[Görev Tanımı A] İş cinayetleri protestosunu anlatan metne göre vicdan nöbeti her hafta nerede ve saat kaçta tutulacak?
[Görev Tanımı B] İş cinayetleri protestosunu anlatan metni son cümlesinden sonra sürdürün.

[Metin Parçası]
# # #
İş Cinayetlerine Karşı Vicdan Nöbetine Çağrı
Geçtiğimiz Pazar (20.05.12) günü sitemizde de çağrı yaptığımız üzere, yakınlarını iş kazalarında kaybeden aileler “Artık Yeter” demek için Taksim meydanında bir araya geldi.
Kimi ailelerin çocuklarıyla, kimilerinin kaybettikleri yakınlarının fotoğraflarıyla geldikleri protestoda, önce Van Bayram Otel’de ölen gazeteci Cem Emir’in kız kardeşi Sinem Emir basın açıklamasını okudu.
Ardından yakınlarını kaybedenlerden bazıları söz alıp, duygularını, düşüncelerini, acı ve öfkelerini paylaştılar.
Davutpaşa’da oğlunu kaybeden Adnan Saday “Sen işçi olarak, memur olarak beraber mücadele edersek, sosyal devlet anlayışı o zaman gelir, yoksa patronlar bize daha çok tekme vurur” derken, tamire gittiği direkte elektriğe çarpılıp hayatını kaybeden taşeron Bedaş işçisi Erkan Keleş’in kayınbiraderi Temel Şen zor ve duygusal bir konuşma yaptı.
Herkesin ortak çağrısı: İşverenlerin kar hırsı, devletin denetleme sorumluluğunu yerine getirmemesi ve suçluları doğru dürüst cezalandırmaması sebebiyle iş cinayetleri durmuyor ve böyle giderse de durmayacak. Bunun için bu sözün büyümesi, vicdan sahiplerince sahiplenilmesi, büyütülmesi ve görevlerini yapmamakta ısrar eden tüm yetkililere baskı yapılması gerektiğini söylediler.
Bundan sonra her hafta Galatasaray Meydanı’nda Pazar günleri Saat: 13:00’da bir saatlik vicdan nöbeti tutmaya başlayacaklarını duyurdular.
# # #
[Kayıtlar]

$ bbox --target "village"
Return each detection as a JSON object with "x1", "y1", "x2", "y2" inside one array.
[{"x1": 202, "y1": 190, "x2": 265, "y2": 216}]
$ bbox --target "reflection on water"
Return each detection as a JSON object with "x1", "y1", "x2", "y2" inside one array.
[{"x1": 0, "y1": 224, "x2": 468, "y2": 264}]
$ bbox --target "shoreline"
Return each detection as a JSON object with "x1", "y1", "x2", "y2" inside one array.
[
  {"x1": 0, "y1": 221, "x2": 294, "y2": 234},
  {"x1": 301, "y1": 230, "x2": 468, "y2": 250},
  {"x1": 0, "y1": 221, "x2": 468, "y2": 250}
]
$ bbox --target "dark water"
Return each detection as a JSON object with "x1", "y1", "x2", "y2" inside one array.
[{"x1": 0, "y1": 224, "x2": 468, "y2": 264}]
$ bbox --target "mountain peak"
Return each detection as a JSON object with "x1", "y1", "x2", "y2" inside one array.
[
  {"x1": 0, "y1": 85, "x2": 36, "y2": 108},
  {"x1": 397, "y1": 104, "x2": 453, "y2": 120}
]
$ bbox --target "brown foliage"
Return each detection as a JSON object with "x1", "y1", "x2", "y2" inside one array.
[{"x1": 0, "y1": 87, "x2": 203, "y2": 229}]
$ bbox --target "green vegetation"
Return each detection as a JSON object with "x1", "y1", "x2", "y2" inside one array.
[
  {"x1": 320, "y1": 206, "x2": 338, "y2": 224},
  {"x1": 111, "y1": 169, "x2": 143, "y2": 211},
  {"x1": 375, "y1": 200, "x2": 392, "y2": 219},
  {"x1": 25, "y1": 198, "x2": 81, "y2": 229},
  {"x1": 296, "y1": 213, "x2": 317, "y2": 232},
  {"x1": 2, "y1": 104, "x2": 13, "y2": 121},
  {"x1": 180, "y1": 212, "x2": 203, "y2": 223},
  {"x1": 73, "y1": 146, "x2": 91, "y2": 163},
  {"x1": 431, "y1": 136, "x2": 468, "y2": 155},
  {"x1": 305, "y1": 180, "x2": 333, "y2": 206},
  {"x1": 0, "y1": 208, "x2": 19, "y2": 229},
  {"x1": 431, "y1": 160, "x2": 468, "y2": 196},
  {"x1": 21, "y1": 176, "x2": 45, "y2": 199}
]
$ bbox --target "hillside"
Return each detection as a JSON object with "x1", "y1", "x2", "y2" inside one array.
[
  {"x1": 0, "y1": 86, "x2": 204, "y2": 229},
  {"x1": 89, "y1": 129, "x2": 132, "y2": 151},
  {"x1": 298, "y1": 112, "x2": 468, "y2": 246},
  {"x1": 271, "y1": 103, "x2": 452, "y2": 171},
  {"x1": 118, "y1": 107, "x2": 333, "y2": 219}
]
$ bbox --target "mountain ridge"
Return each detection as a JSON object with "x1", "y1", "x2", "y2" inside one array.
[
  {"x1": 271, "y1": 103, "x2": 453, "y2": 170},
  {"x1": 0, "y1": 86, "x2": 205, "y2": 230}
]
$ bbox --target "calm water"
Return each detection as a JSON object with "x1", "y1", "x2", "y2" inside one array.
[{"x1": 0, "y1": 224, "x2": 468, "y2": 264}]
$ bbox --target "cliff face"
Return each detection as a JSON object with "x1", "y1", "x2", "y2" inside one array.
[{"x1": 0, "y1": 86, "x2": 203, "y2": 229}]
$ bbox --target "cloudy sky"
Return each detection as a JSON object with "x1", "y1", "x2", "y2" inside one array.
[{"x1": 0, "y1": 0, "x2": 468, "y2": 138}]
# # #
[Nihai Yanıt A] Her Pazar saat 13:00'te Galatasaray Meydanı'nda bir saatlik vicdan nöbeti tutulacak.

[Nihai Yanıt B]
Basın açıklamalarından notlarımız aşağıdadır:
“Bizler Davutpaşa’da, Ostim’de, Van Bayram Otel’de, Bedaş’ta, Esenyurt’ta, Sultanbeyli’de, Marmaray’da, Bursa’da, Erzurum’da ve daha nice iş cinayetlerinde hayatını kaybetmiş işçilerin yakınlarıyız.
Acılarımızın sebebi açık. İşverenlerin kar hırsı nedeniyle işçi hayatını önemsememesi. Ve işçi güvenliğine dair önlemler almaması. Yetkililerin ise yasal mevzuat hükümleri açık ve orta iken denetim görevlerini yerine getirmemesi.
İşte bu nedenledir ki; iş kazası değil… Israrla cinayet diyoruz…
… Bugüne kadar bütün sorumluların yargılanması için mücadele ettik. Adalet mücadelesinde gördük ki olay sadece denetim görevlerini yapmamakla sınırlı kalmıyor. Bilirkişi raporları ve yasal mevzuat görevini yapmayanların yargılanması gerektiğini söylerken, idari üst kurumlar sorumluların yargılanmasına izin vermiyor.
Denetlemiyorlar, ölüyoruz, sorumlu oldukları tespit edildiği halde yargılatamıyoruz. …
Kim ne yaparsa yanına kar kaldığı, adeta “çalışıyorsan ölebilirsin” anlamına gelen bir olağanlığa dönüştüğü çalışma koşullarında işçi ölümleri durabilir mi? Nitekim de durmuyor.
Bizler bu idrake varmış ve adalet mücadelesini sürdüren aileler olarak bu sorumsuzlukların işçilerin kaderi olmaması için bir yandan adalet mücadelelerimizi sürdürürken diğer yandan her duyduğumuz içi ölümünde yüreğimiz bir kez daha kan ağlıyor.
Biz de söz bitti diyoruz artık. Vicdan sahibi herkesin bu gerçeği görmesi ve bu gerçeğe sağır da kör de olmamalı diyoruz. Bu haftadan itibaren “iş cinayetlerine dur diyebilmek için vicdan nöbeti”ne başlıyoruz.
Bugüne kadar görevini yerine getirmeyen hükümet görevlilerine, sendikalara, meslek odalarına, siyasi partilere sesleniyoruz. ARTIK YETER!
Mahkemelere, hakimlere, savcılara, bilirkişilere sesleniyoruz ARTIK YETER!
Ve biliyoruz ki, bizler ARTIK YETER demedikçe canımızın yangınını ve öfkemizi görünür kılmadıkça kimse kendiliğinden hareket etmiyor.
Her hafta Galatasaray Meydanı’nda Pazar günleri Saat: 13:00’da bir saatlik VİCDAN NÖBETİMİZİ tutmaya devam edeceğiz.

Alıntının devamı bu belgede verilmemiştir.